Request -
Lay out every line of the records below as a numbered list, skipping blank lines and leaving out the pictures.

(Items from a data source)
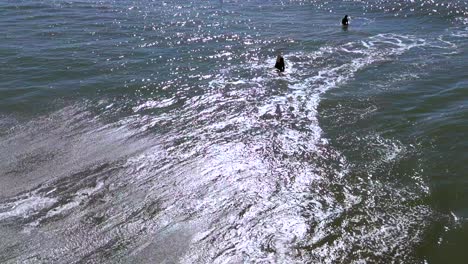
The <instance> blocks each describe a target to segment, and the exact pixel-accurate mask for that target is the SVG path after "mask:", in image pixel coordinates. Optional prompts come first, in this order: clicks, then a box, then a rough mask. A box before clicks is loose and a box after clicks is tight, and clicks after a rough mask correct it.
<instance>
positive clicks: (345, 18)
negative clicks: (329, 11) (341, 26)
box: [341, 15, 349, 26]
mask: <svg viewBox="0 0 468 264" xmlns="http://www.w3.org/2000/svg"><path fill="white" fill-rule="evenodd" d="M341 25H343V26H347V25H349V20H348V15H345V17H343V19H342V20H341Z"/></svg>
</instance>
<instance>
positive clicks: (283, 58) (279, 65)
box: [275, 54, 284, 72]
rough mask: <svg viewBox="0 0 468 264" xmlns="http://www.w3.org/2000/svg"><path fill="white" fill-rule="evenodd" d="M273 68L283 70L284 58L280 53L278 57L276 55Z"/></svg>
mask: <svg viewBox="0 0 468 264" xmlns="http://www.w3.org/2000/svg"><path fill="white" fill-rule="evenodd" d="M275 68H276V69H278V70H279V71H280V72H284V58H283V56H281V54H278V57H276V63H275Z"/></svg>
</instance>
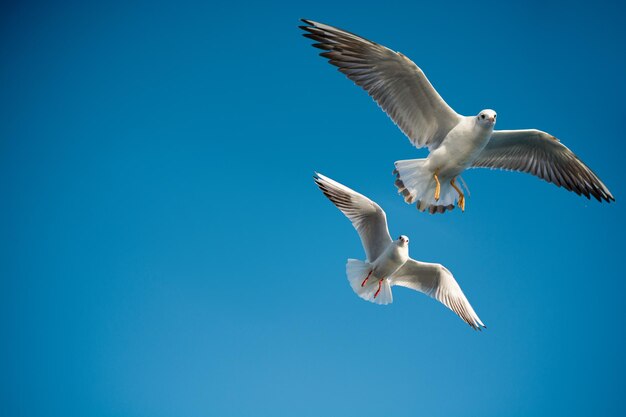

Answer for this exercise -
1. The <instance> blocks each describe a target to segment, and the exact pixel-accurate mask for that target is the SVG path after "mask:", in image pixel coordinates. Optional prompts come first, in this order: clicks, then a box, then a rough mask. A box before clicks is loose and a box after clicks is tight, and clicks after a rough mask correct it.
2. <instance>
3. positive clicks: (345, 18)
4. negative clicks: (329, 11) (341, 26)
5. box: [341, 15, 349, 26]
6. mask: <svg viewBox="0 0 468 264" xmlns="http://www.w3.org/2000/svg"><path fill="white" fill-rule="evenodd" d="M341 25H343V26H347V25H349V20H348V15H345V17H343V19H342V20H341Z"/></svg>
7. </instance>
8. <instance>
9. positive clicks: (283, 58) (279, 65)
10. box: [275, 54, 284, 72]
11. rough mask: <svg viewBox="0 0 468 264" xmlns="http://www.w3.org/2000/svg"><path fill="white" fill-rule="evenodd" d="M273 68L283 70L284 58L280 53L278 57L276 55Z"/></svg>
12. mask: <svg viewBox="0 0 468 264" xmlns="http://www.w3.org/2000/svg"><path fill="white" fill-rule="evenodd" d="M275 68H276V69H278V70H279V71H280V72H284V58H283V56H281V54H278V57H276V63H275Z"/></svg>
13. </instance>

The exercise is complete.